- The Vision, Debugged;
- Posts
- Chart Creation 📊 Just Got a Whole Lot Smarter with METAL
Chart Creation 📊 Just Got a Whole Lot Smarter with METAL
PLUS: Can AI Beat Super Mario? The Answer Will Shock You

Howdy, Vision Debuggers! 🕵
Spark and Trouble are back in the lab, aligning the pieces of a complex puzzle. The patterns are revealing themselves—are you ready to decode the bigger picture?
Here’s a sneak peek into today’s edition 👀
- Meet METAL – the AI multi-agent team that makes perfect charts. 
- Master any topic with this Feynman-inspired prompt 
- 5 powerful AI tools that will blow your mind 
- Can AI master Super Mario? The results are wild! 
Time to jump in!😄
PS: Got thoughts on our content? Share 'em through a quick survey at the end of every edition It helps us see how our product labs, insights & resources are landing, so we can make them even better.

Hot off the Wires 🔥
We're eavesdropping on the smartest minds in research. 🤫 Don't miss out on what they're cooking up! In this section, we dissect some of the juiciest tech research that holds the key to what's next in tech.⚡
Remember those school projects where you spent hours trying to recreate a perfect bar chart or pie graph? While you struggled with alignment, colors, and proportions, you wished for a magical assistant who could just look at your sketch and instantly create a polished digital version.

Example of how LMMs assist scientists and researchers in understanding, interpreting and creating charts during the reading and writing of academic papers (source: ChartMimic website)
Well, that magical assistant is finally here – and it's getting smarter by the minute! Researchers have just unveiled METAL (Multi-agEnT frAmework with vision Language models for chart generation), a breakthrough approach that transforms the way AI creates charts. And yes, they definitely strained a few linguistic muscles creating that acronym!
Think of it like a well-coordinated team of designers, coders, and quality checkers working together to create the perfect chart. And the best part? It gets better with more computational power, thanks to its test-time scaling capabilities.
So, what’s new?
Traditional chart generation methods rely on monolithic models that attempt to handle everything—from visual interpretation to code generation—in one go. This often leads to errors in structure, color, and alignment, especially when dealing with complex reference charts
The METAL framework tackles this challenge by breaking down the complex task of chart generation into smaller, specialized subtasks handled by different "agents" (AI models with specific roles). Instead of expecting a single system to handle everything perfectly, METAL creates a collaborative environment where multiple agents critique and refine each other's work – similar to how human teams might review and improve designs iteratively.

• _Material supplied_
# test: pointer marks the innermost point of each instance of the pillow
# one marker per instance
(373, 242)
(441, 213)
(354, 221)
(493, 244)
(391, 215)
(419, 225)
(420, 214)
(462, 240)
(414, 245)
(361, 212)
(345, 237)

• _Tasks to perform_
- a) In the METAL newsletter, what problems do traditional monolithic chart generation models often run into?
- b) Pick up the METAL newsletter right after its final sentence and keep writing it.
The entries are separate material and have no connection to the newsletter about METAL.

• _Replies_
- a) They often make errors in structure, color, and alignment, especially with complex reference charts.

- b)
The cherry on top? METAL exhibits "test-time scaling" – we’ll discuss this in more detail later. For now, you can think of it as a fancy way of saying it gets better results when given more computational resources during testing, without requiring any additional training.
This is a big deal because it shows that the framework isn’t just effective—it’s scalable and future-proof.
Forging the fundamentals
Before we dive deeper, let’s break down some key concepts:
Vision-Language Models (VLMs): AI models that can understand and generate content based on both visual and textual inputs, allowing them to "see" and "read" simultaneously.
Chart-to-Code Generation: The process of converting a visual chart into code (e.g., Python) that can reproduce the chart programmatically.
Multi-Agent Framework: A system where multiple specialized AI agents collaborate to solve a complex task. Each agent has a specific role, like a team of specialists.
Test-time scaling: The phenomenon where a system's performance improves when given more computational resources during testing, without requiring additional training.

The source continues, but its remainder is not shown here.